■ EJERCICIO BREVE ■
Extrae de los registros todas las líneas que contengan la palabra "white" y cópialas. Distingue entre mayúsculas y minúsculas.

■ MATERIAL DEL EJERCICIO ■

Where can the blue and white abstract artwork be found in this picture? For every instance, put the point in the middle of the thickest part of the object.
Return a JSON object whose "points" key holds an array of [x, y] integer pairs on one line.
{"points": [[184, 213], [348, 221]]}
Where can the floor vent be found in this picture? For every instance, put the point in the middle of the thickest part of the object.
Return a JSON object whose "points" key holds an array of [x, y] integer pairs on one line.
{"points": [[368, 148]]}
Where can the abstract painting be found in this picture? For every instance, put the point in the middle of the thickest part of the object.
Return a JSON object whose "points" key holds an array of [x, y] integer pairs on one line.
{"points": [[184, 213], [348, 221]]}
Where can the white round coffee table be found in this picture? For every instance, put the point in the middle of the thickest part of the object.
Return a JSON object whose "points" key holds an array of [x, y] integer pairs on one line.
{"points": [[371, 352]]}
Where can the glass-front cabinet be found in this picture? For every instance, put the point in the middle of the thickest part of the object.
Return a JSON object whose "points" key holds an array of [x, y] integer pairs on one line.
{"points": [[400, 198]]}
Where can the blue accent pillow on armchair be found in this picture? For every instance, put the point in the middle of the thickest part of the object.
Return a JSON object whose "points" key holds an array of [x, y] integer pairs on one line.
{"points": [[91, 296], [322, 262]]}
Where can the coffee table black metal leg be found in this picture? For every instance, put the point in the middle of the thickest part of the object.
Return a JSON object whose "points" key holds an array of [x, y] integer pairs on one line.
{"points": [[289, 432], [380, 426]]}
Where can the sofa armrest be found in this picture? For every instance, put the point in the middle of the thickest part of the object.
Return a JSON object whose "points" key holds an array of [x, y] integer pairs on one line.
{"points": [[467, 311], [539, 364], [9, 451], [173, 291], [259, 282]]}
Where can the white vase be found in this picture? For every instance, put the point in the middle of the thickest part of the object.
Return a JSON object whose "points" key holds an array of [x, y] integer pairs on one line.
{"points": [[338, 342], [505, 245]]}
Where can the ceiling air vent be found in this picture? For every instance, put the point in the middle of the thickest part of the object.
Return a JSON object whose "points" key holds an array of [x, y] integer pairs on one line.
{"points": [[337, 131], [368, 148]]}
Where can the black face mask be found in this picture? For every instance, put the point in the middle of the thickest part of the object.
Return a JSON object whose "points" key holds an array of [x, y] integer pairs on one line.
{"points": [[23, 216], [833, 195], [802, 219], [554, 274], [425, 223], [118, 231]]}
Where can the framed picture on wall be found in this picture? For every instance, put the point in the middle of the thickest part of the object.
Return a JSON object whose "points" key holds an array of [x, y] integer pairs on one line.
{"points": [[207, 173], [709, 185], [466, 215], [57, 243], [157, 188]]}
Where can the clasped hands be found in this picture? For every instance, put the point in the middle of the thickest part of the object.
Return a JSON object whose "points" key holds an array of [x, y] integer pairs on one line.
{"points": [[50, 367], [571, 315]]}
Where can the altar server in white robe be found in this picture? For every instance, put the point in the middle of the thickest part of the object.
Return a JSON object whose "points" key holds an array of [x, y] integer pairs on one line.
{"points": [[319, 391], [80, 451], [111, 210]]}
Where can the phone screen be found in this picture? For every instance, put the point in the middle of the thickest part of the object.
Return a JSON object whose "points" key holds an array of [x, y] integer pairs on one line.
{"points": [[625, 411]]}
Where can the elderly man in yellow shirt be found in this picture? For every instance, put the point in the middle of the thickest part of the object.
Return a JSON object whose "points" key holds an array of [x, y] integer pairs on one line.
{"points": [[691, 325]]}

==

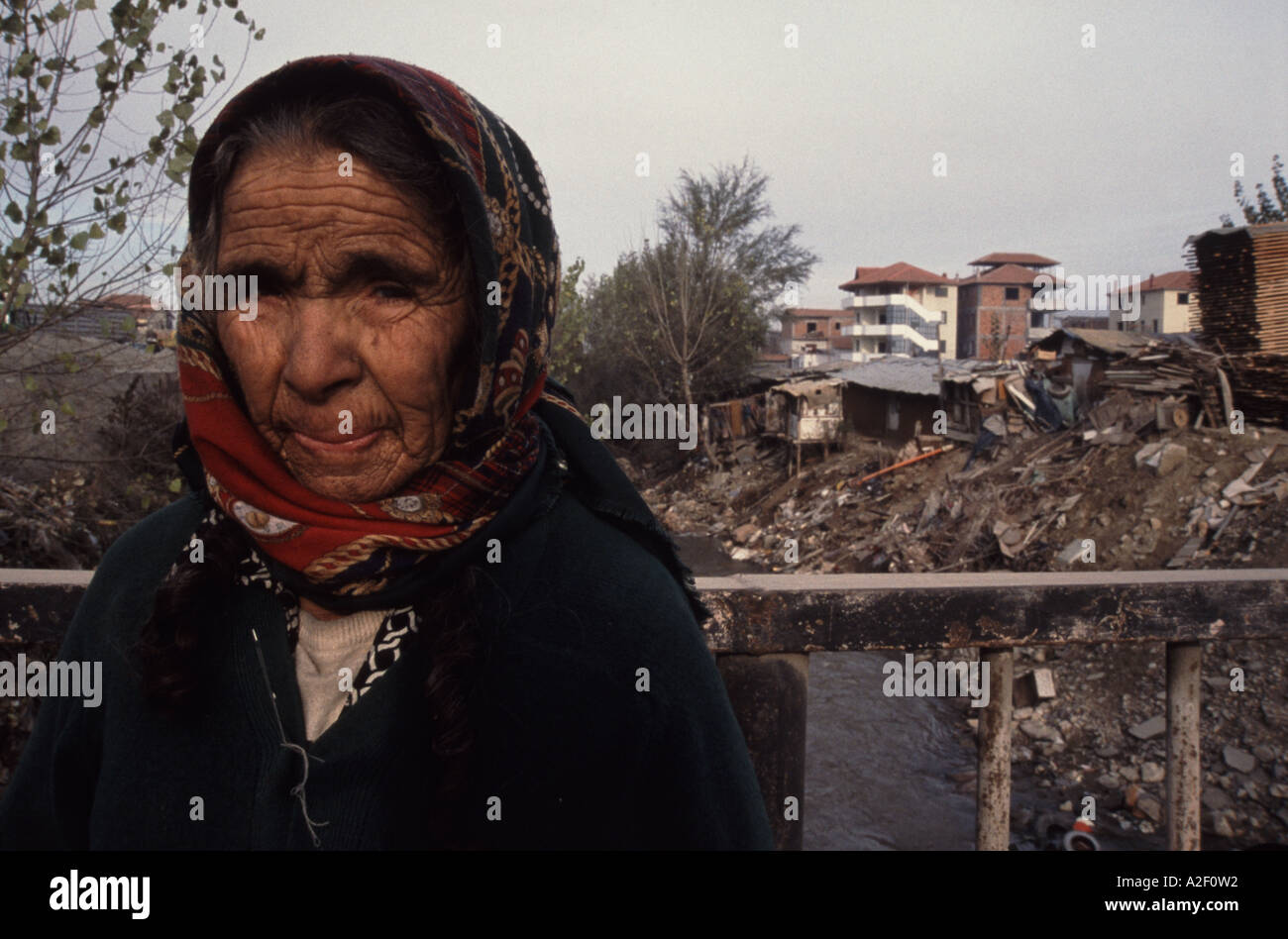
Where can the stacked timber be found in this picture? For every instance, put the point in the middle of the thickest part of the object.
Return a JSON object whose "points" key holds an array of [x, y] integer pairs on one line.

■ RESPUESTA FINAL ■
Where can the blue and white abstract artwork be found in this picture? For every instance, put the point in the middle of the thickest part of the object.
Where can the white round coffee table be found in this picture? For every instance, put the point in the middle of the thickest part of the object.
Where can the white vase be found in this picture? For every instance, put the point in the middle of the thickest part of the object.
Where can the altar server in white robe be found in this picture? For every instance, put the point in the middle of the thickest part of the object.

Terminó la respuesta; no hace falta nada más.